Work to be completed =
Starting from the first line below, repeat the data exactly through to the last.

Stored data
==================================================

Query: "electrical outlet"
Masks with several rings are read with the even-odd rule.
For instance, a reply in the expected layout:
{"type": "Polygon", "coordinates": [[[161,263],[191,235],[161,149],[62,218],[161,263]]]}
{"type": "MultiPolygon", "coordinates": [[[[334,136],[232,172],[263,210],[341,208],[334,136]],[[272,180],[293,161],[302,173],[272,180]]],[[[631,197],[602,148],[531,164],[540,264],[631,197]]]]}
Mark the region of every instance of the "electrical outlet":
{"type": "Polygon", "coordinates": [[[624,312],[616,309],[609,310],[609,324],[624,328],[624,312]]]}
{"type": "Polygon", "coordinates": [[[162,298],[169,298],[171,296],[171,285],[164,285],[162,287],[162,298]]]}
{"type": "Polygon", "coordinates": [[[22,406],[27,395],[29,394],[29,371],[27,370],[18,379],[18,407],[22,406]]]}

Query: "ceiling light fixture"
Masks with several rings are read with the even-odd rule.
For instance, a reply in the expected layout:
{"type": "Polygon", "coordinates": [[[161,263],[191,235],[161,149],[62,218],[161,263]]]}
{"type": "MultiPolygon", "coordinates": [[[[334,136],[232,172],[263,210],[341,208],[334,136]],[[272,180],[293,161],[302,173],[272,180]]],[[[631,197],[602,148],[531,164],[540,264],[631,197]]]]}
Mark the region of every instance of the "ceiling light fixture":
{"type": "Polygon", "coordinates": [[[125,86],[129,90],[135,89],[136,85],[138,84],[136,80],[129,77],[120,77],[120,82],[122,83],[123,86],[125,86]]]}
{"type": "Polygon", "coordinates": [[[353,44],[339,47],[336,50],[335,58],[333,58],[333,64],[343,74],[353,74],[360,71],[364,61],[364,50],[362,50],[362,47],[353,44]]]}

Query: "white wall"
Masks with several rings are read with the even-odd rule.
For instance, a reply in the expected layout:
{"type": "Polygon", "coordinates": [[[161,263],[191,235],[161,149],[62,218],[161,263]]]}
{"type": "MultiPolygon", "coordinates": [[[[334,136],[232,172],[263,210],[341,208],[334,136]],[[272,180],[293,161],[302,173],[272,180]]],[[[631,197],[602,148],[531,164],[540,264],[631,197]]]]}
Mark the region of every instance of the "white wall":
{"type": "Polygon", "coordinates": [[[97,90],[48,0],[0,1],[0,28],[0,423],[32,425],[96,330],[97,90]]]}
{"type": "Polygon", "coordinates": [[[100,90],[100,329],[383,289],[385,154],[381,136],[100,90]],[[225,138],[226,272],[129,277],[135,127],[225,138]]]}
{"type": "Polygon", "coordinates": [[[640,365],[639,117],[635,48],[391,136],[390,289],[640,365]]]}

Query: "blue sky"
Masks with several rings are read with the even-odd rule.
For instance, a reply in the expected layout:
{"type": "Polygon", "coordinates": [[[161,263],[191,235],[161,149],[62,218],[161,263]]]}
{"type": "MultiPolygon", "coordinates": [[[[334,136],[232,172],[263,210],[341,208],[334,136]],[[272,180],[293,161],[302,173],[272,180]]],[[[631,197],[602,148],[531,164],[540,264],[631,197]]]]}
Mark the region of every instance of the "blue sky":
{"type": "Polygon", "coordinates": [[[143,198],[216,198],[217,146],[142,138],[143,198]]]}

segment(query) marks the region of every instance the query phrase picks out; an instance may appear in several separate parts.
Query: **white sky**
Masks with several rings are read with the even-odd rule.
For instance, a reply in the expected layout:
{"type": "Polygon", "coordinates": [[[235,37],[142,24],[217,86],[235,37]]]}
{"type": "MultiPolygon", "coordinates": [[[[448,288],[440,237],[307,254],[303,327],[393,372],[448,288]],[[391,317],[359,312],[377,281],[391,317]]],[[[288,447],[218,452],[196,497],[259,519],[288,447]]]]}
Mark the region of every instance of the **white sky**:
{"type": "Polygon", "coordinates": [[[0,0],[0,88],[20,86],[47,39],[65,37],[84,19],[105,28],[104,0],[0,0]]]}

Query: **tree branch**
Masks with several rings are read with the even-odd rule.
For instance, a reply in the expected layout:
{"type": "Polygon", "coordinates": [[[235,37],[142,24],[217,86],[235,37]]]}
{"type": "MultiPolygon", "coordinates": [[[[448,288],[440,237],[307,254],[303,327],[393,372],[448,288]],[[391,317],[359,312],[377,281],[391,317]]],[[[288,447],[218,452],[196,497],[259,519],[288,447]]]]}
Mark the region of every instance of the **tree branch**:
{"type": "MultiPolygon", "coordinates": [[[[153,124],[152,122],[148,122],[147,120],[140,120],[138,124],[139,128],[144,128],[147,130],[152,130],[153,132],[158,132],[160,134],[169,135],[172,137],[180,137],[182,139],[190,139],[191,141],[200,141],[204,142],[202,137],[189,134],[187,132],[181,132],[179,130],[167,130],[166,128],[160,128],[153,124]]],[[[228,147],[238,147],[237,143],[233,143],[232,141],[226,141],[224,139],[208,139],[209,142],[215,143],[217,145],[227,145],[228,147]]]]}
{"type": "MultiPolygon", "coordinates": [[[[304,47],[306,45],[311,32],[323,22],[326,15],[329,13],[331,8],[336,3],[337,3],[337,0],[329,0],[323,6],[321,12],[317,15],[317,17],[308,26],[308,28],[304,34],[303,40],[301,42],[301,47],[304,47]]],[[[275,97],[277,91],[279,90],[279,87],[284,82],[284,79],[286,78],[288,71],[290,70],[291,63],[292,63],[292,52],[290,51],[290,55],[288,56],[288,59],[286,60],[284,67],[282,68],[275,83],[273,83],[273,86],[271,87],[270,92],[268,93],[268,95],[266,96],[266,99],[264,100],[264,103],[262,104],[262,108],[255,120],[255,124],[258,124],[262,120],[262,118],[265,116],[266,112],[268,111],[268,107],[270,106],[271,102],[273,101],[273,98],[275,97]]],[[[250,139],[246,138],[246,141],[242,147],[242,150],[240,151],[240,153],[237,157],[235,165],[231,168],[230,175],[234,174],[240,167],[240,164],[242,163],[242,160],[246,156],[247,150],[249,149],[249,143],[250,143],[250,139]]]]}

==================================================

Solution =
Query: "electrical outlet"
Masks with several rings are read with the even-odd rule.
For instance, a reply in the expected layout:
{"type": "Polygon", "coordinates": [[[161,263],[191,235],[161,149],[62,218],[161,263]]]}
{"type": "MultiPolygon", "coordinates": [[[[334,136],[232,172],[263,210],[341,208],[334,136]],[[272,180],[293,161],[302,173],[272,180]]],[[[631,197],[602,148],[531,164],[540,264],[631,197]]]]}
Mark the region of every instance of the "electrical outlet":
{"type": "Polygon", "coordinates": [[[624,312],[616,309],[609,310],[609,324],[624,328],[624,312]]]}
{"type": "Polygon", "coordinates": [[[162,298],[169,298],[171,296],[171,285],[164,285],[162,287],[162,298]]]}
{"type": "Polygon", "coordinates": [[[22,406],[27,395],[29,394],[29,371],[27,370],[18,379],[18,407],[22,406]]]}

Query: "ceiling light fixture"
Masks with several rings are read with the even-odd rule.
For instance, a reply in the expected layout:
{"type": "Polygon", "coordinates": [[[161,263],[191,235],[161,149],[62,218],[161,263]]]}
{"type": "MultiPolygon", "coordinates": [[[[334,136],[232,172],[263,210],[341,208],[334,136]],[[272,180],[293,161],[302,173],[272,180]]],[[[631,197],[602,148],[531,164],[540,264],[631,197]]]]}
Mark the region of every instance of the "ceiling light fixture":
{"type": "Polygon", "coordinates": [[[125,86],[129,90],[135,89],[136,85],[138,84],[136,80],[129,77],[120,77],[120,82],[122,83],[123,86],[125,86]]]}
{"type": "Polygon", "coordinates": [[[353,44],[339,47],[336,50],[335,58],[333,58],[333,64],[343,74],[353,74],[360,71],[364,61],[364,50],[362,50],[362,47],[353,44]]]}

Query: "white wall"
Masks with several rings are read with the even-odd rule.
For instance, a reply in the expected layout:
{"type": "Polygon", "coordinates": [[[161,263],[191,235],[161,149],[62,218],[161,263]]]}
{"type": "MultiPolygon", "coordinates": [[[[334,136],[232,172],[263,210],[341,208],[334,136]],[[272,180],[293,161],[302,173],[272,180]]],[[[631,197],[602,148],[531,164],[540,264],[631,197]]]]}
Mark the region of every instance of the "white wall":
{"type": "Polygon", "coordinates": [[[97,90],[48,0],[0,1],[0,28],[0,423],[32,425],[96,330],[97,90]]]}
{"type": "Polygon", "coordinates": [[[100,90],[100,329],[383,289],[385,154],[381,136],[100,90]],[[225,138],[226,272],[129,277],[135,127],[225,138]]]}
{"type": "Polygon", "coordinates": [[[640,365],[639,117],[635,48],[391,136],[390,289],[640,365]]]}

Query: "blue sky"
Masks with several rings are read with the even-odd rule.
For instance, a reply in the expected layout:
{"type": "Polygon", "coordinates": [[[161,263],[191,235],[161,149],[62,218],[161,263]]]}
{"type": "MultiPolygon", "coordinates": [[[[334,136],[232,172],[263,210],[341,208],[334,136]],[[272,180],[293,161],[302,173],[272,180]]],[[[631,197],[602,148],[531,164],[540,264],[631,197]]]]}
Mark the region of every instance of the "blue sky":
{"type": "Polygon", "coordinates": [[[143,198],[216,198],[217,146],[142,138],[143,198]]]}

segment(query) marks the region of every instance the query phrase picks out; an instance may appear in several separate parts.
Query: **white sky**
Masks with several rings are read with the even-odd rule.
For instance, a reply in the expected layout:
{"type": "Polygon", "coordinates": [[[235,37],[142,24],[217,86],[235,37]]]}
{"type": "MultiPolygon", "coordinates": [[[[448,288],[440,237],[307,254],[303,327],[393,372],[448,288]],[[391,317],[359,312],[377,281],[391,317]]],[[[288,447],[218,452],[196,497],[259,519],[288,447]]]]}
Mark the region of every instance of the **white sky**:
{"type": "Polygon", "coordinates": [[[0,0],[0,88],[20,86],[47,39],[65,37],[84,19],[105,28],[104,0],[0,0]]]}

Query: **tree branch**
Masks with several rings are read with the even-odd rule.
For instance, a reply in the expected layout:
{"type": "Polygon", "coordinates": [[[235,37],[142,24],[217,86],[235,37]]]}
{"type": "MultiPolygon", "coordinates": [[[[448,288],[440,237],[307,254],[303,327],[393,372],[448,288]],[[391,317],[359,312],[377,281],[391,317]]],[[[288,447],[218,452],[196,497],[259,519],[288,447]]]]}
Mark the region of every instance of the **tree branch**:
{"type": "MultiPolygon", "coordinates": [[[[153,124],[152,122],[148,122],[147,120],[140,120],[138,124],[139,128],[144,128],[147,130],[152,130],[153,132],[158,132],[160,134],[169,135],[172,137],[180,137],[182,139],[190,139],[191,141],[200,141],[204,142],[202,137],[189,134],[187,132],[181,132],[179,130],[167,130],[166,128],[160,128],[153,124]]],[[[228,147],[238,147],[237,143],[233,143],[232,141],[226,141],[224,139],[208,139],[209,142],[215,143],[217,145],[227,145],[228,147]]]]}
{"type": "MultiPolygon", "coordinates": [[[[304,47],[306,45],[311,32],[323,22],[326,15],[329,13],[331,8],[336,3],[337,3],[337,0],[329,0],[323,6],[321,12],[317,15],[317,17],[308,26],[308,28],[304,34],[303,40],[301,42],[301,47],[304,47]]],[[[275,97],[277,91],[279,90],[279,87],[284,82],[284,79],[286,78],[288,71],[290,70],[291,63],[292,63],[292,52],[290,51],[290,55],[288,56],[288,59],[286,60],[284,67],[282,68],[275,83],[273,83],[273,86],[271,87],[270,92],[268,93],[268,95],[266,96],[266,99],[264,100],[264,103],[262,104],[262,108],[255,120],[255,124],[258,124],[262,120],[262,118],[265,116],[266,112],[268,111],[268,107],[270,106],[271,102],[273,101],[273,98],[275,97]]],[[[250,139],[246,138],[246,141],[242,147],[242,150],[240,151],[240,153],[237,157],[235,165],[231,168],[230,175],[234,174],[240,167],[240,164],[242,163],[242,160],[246,156],[247,150],[249,149],[249,143],[250,143],[250,139]]]]}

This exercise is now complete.